**TO DO:** Find the line that contains "For each instance of the beaded". Repeat that line and all lines following it, exactly, through the end of the listing below.

**SOURCE MATERIAL:**
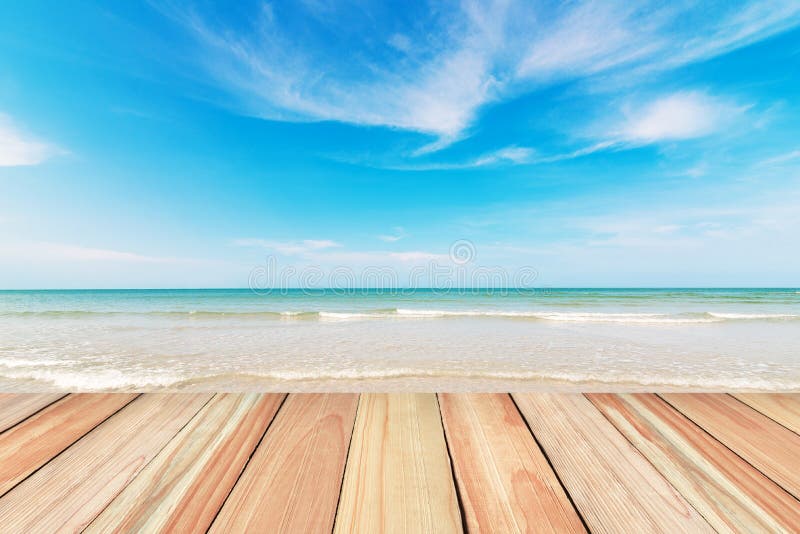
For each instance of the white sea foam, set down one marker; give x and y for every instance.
(753, 315)
(576, 317)
(344, 316)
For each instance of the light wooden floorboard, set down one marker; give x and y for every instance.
(783, 408)
(768, 446)
(292, 482)
(398, 476)
(730, 493)
(32, 443)
(615, 488)
(505, 482)
(67, 493)
(184, 486)
(14, 408)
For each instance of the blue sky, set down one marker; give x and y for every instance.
(604, 144)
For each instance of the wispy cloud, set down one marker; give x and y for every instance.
(683, 115)
(18, 148)
(781, 159)
(511, 155)
(398, 234)
(674, 117)
(288, 248)
(45, 251)
(434, 76)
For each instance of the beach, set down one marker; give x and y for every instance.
(420, 340)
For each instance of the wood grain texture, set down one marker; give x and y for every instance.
(783, 408)
(32, 443)
(67, 493)
(184, 486)
(292, 482)
(505, 482)
(768, 446)
(730, 494)
(615, 488)
(16, 407)
(398, 476)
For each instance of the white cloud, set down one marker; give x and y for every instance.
(18, 148)
(46, 252)
(683, 115)
(781, 159)
(511, 155)
(398, 234)
(434, 76)
(288, 248)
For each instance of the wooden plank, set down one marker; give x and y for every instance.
(67, 493)
(769, 447)
(783, 408)
(16, 407)
(184, 486)
(292, 482)
(615, 488)
(730, 494)
(505, 482)
(32, 443)
(398, 476)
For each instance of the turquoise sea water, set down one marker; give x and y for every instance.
(403, 339)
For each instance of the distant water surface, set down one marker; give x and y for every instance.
(458, 340)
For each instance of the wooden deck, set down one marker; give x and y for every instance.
(400, 463)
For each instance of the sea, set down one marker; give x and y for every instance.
(546, 339)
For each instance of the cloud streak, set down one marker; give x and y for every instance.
(20, 149)
(435, 76)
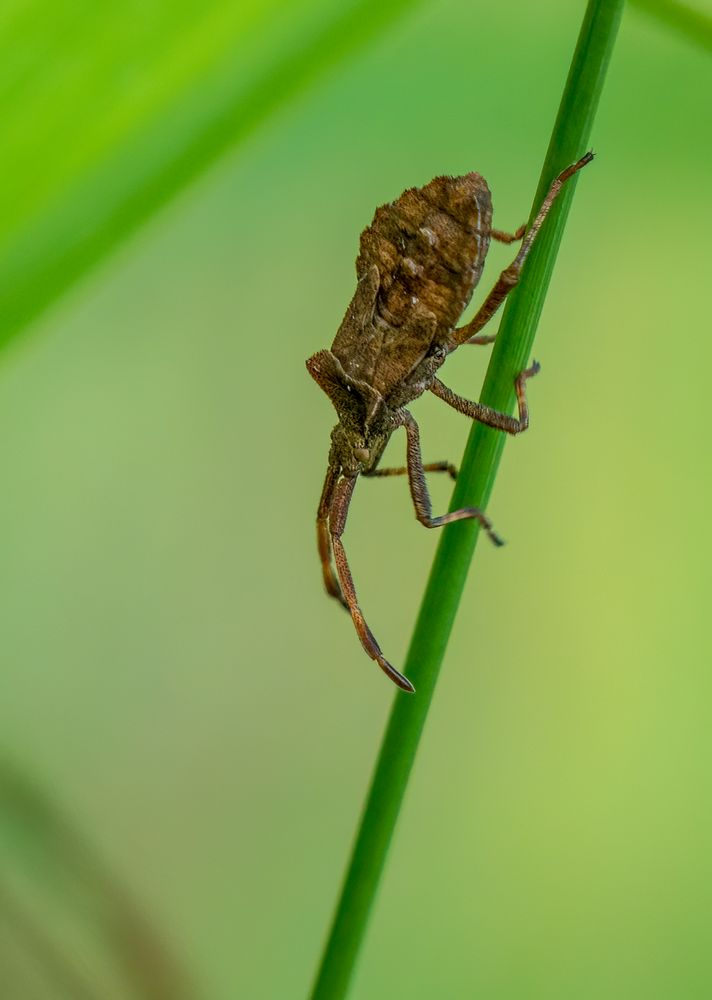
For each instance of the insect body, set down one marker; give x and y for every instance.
(419, 262)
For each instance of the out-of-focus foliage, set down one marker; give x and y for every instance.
(109, 109)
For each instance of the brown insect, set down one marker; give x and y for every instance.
(419, 262)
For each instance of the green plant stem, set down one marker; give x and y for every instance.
(479, 466)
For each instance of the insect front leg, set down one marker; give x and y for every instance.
(485, 414)
(419, 489)
(323, 539)
(343, 492)
(510, 276)
(402, 470)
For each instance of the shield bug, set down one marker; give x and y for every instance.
(419, 262)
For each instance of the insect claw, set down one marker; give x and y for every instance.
(397, 677)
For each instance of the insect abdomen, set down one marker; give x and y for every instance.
(430, 246)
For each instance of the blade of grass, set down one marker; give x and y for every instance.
(513, 345)
(76, 920)
(107, 113)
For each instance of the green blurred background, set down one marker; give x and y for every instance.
(172, 671)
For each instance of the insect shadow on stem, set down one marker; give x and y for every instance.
(419, 263)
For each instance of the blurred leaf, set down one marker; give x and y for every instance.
(71, 923)
(109, 109)
(692, 24)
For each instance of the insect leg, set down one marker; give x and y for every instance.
(402, 470)
(337, 521)
(419, 489)
(485, 414)
(510, 276)
(323, 541)
(502, 237)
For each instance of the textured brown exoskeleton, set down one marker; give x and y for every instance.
(419, 261)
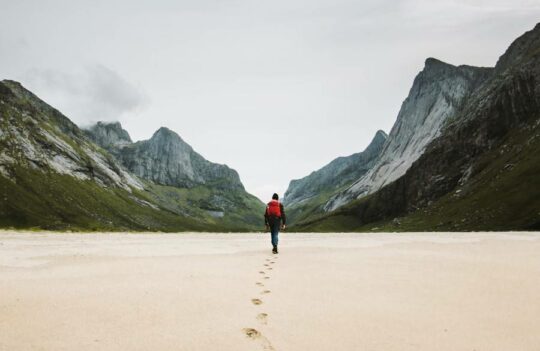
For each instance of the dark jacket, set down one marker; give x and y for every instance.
(271, 219)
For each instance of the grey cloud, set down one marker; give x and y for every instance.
(94, 93)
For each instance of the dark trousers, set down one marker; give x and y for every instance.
(274, 231)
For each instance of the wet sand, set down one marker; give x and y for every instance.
(433, 291)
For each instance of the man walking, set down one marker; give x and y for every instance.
(274, 219)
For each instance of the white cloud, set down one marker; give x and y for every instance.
(94, 93)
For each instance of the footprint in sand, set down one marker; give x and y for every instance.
(254, 334)
(262, 317)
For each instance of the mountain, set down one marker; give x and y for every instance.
(307, 196)
(164, 159)
(479, 173)
(108, 135)
(438, 93)
(53, 176)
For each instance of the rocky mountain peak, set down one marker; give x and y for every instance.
(336, 174)
(108, 134)
(437, 94)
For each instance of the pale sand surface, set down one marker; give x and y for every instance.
(476, 291)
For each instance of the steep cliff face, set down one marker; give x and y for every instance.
(336, 174)
(438, 93)
(164, 159)
(35, 135)
(481, 173)
(53, 176)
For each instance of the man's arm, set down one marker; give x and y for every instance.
(283, 217)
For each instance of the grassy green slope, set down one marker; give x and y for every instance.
(48, 200)
(60, 202)
(504, 196)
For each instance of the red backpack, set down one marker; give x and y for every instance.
(273, 208)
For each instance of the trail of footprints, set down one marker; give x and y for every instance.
(262, 317)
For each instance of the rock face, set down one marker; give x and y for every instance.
(481, 173)
(37, 136)
(336, 174)
(54, 176)
(437, 95)
(165, 159)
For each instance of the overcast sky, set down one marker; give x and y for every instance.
(274, 89)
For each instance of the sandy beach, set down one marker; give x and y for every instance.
(432, 291)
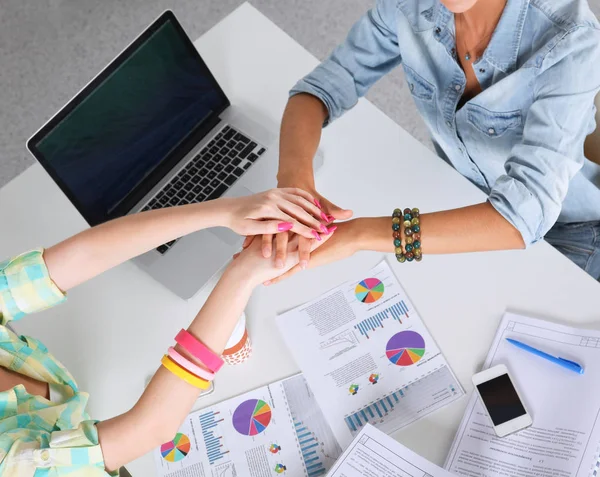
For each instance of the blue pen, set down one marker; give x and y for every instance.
(565, 363)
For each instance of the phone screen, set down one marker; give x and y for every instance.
(501, 399)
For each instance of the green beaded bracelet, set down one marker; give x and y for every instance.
(412, 232)
(396, 219)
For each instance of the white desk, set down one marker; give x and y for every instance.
(461, 298)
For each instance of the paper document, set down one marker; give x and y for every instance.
(374, 454)
(565, 406)
(368, 357)
(276, 429)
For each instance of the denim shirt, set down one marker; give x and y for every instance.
(521, 139)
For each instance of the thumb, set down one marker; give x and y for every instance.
(337, 212)
(266, 227)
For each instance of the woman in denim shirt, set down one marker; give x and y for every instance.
(506, 89)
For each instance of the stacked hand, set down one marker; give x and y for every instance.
(273, 212)
(305, 247)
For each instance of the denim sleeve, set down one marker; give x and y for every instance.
(369, 52)
(540, 167)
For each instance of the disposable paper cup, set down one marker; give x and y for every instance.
(239, 346)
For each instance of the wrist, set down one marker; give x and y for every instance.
(301, 178)
(374, 233)
(221, 211)
(242, 278)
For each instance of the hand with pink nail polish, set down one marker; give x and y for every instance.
(253, 265)
(342, 241)
(276, 211)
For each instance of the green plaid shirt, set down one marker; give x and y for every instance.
(39, 437)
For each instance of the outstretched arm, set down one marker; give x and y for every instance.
(167, 400)
(100, 248)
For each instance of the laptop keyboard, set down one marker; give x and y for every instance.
(209, 174)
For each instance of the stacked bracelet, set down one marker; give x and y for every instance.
(191, 367)
(183, 373)
(409, 220)
(397, 218)
(185, 369)
(193, 346)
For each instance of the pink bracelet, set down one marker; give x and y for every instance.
(191, 367)
(211, 360)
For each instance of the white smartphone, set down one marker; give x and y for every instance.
(501, 400)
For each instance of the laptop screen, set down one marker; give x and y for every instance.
(135, 117)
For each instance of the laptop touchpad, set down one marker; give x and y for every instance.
(228, 236)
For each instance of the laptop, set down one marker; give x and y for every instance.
(154, 129)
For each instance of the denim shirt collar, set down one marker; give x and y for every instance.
(503, 48)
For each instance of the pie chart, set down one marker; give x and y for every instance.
(251, 417)
(177, 449)
(369, 290)
(405, 348)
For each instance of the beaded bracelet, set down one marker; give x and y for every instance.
(412, 233)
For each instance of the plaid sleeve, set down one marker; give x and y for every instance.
(26, 286)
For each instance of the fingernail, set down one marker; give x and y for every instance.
(284, 226)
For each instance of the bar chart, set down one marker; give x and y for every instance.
(309, 446)
(213, 442)
(397, 312)
(403, 406)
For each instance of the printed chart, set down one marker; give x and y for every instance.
(252, 417)
(177, 449)
(212, 440)
(405, 348)
(397, 312)
(316, 444)
(369, 290)
(403, 406)
(363, 379)
(275, 430)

**FINISHED EXERCISE:**
For each instance of the beaded bracelet, set down one marker; give x and y for every instance.
(412, 233)
For each instance of the plaid sleeve, set down one marker; give x and y for every instance.
(26, 286)
For each instance of the fingernail, set down one marker; give x and y for every instance.
(284, 226)
For each instance of the bar chart, set down one marker; give x and y for every instance.
(309, 446)
(213, 442)
(397, 312)
(403, 406)
For each instance of the printed chart, set down one marker; give x and y for every instance.
(252, 417)
(177, 449)
(212, 440)
(405, 348)
(397, 312)
(316, 444)
(369, 290)
(403, 406)
(363, 379)
(275, 430)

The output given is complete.